◆ **STATED TASK 1**
Answer these questions using the post about the suborbital researchers' conference:
(a) On what dates and in what city was the conference held?
(b) Who was the keynote speaker?
(c) What did XCOR give away?
◆ **STATED TASK 2**
Repeat the post about the suborbital researchers' conference word for word, starting at "I’m pleased to" and ending with "at NSRC 2012!".

◆ **ARTICLE**
*-*-*

A shotgun blast of suborbital science

15 03 2012

I’m pleased to report that I recently had the fortune to represent my spaceflight consulting firm Astrowright as a sponsor of, as well as present research at, the Next-Generation Suborbital Researcher’s Conference this past February 26-29 in Palo Alto, CA.  

Ashley presenting our voluntary "Flight Readiness" certification service at NSRC 2012!

Specifically, after nearly a year of research and client-training-data-mining together with my friend/ballet-dancer/anthropologist/excercise-scientist/astronaut-trainer/partner-in-crime Ashley Boron, our presentations centered this year on our frontier fitness services – Astrowright’s custom preflight fitness training program for space passengers-to-be and a “flight readiness” benchmark testing and certification program intended to help aspiring spaceflight pros demonstrate that they’ve got the Right Stuff

The three-day event was intense – with a flurry of presentations covering everything from spacecraft development and mental stress training to planetary science and research payload design.  If that weren’t enough, beyond the research presented at the conference, (for the interested, the program is available here,) the meeting was an explosion of exciting commercial spaceflight activity, from keynote speaker Neil Armstrong’s comparison of early X-15 flights to the current activity in civilian spacecraft testing to XCOR’s giveaway of a trip to space!

*-*-*

[Excerpts of location labeling data]
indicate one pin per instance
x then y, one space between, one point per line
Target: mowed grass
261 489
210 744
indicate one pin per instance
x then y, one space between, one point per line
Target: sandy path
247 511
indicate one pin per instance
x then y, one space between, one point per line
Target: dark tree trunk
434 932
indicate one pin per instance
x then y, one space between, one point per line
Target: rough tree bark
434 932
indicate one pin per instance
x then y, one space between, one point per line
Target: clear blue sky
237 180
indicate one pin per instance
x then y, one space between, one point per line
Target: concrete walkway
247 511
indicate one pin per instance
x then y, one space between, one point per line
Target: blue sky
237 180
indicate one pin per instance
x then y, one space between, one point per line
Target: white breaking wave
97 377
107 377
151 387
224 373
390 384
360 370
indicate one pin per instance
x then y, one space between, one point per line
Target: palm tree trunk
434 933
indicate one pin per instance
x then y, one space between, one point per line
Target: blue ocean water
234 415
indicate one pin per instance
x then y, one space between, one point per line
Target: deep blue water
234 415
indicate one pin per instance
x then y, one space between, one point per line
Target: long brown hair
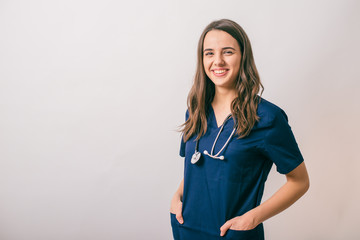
248 85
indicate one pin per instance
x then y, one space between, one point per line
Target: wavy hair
248 86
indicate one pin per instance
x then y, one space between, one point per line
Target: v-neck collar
214 120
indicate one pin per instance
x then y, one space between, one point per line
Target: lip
216 73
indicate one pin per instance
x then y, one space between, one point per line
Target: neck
224 97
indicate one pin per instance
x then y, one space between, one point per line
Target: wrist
255 215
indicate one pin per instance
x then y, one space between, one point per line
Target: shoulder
268 112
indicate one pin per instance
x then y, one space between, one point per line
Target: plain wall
92 93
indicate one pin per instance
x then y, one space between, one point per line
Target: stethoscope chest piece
195 157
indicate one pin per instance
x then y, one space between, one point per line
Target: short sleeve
182 144
280 144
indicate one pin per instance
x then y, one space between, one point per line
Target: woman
231 138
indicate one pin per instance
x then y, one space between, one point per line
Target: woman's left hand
241 223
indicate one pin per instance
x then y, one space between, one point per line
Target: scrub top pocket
253 234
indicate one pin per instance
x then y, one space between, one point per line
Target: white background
92 92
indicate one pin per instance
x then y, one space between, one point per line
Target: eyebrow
210 49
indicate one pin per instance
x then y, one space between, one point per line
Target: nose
219 60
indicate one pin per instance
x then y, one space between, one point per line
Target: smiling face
221 58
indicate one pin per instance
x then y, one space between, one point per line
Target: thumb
179 218
225 227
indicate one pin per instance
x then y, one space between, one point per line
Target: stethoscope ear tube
196 156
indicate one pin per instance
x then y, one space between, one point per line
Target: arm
176 203
296 186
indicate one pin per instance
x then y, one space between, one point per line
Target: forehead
219 39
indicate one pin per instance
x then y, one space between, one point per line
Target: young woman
231 138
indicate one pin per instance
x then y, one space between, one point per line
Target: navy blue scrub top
218 190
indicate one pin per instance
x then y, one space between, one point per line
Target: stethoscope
196 156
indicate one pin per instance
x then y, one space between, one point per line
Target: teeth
219 71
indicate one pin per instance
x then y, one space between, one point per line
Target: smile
220 72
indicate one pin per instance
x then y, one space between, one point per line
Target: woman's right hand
176 207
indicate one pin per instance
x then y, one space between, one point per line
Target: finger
179 218
225 227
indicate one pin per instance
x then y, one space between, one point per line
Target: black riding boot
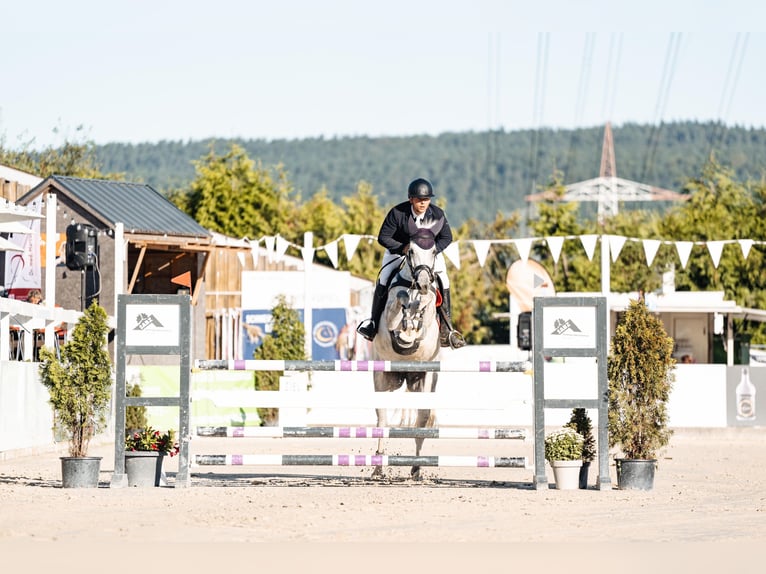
369 327
448 336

*-*-*

◆ **REPLY 1**
(a) February 26-29, in Palo Alto, CA
(b) Neil Armstrong
(c) A trip to space

◆ **REPLY 2**
I’m pleased to report that I recently had the fortune to represent my spaceflight consulting firm Astrowright as a sponsor of, as well as present research at, the Next-Generation Suborbital Researcher’s Conference this past February 26-29 in Palo Alto, CA.  

Ashley presenting our voluntary "Flight Readiness" certification service at NSRC 2012!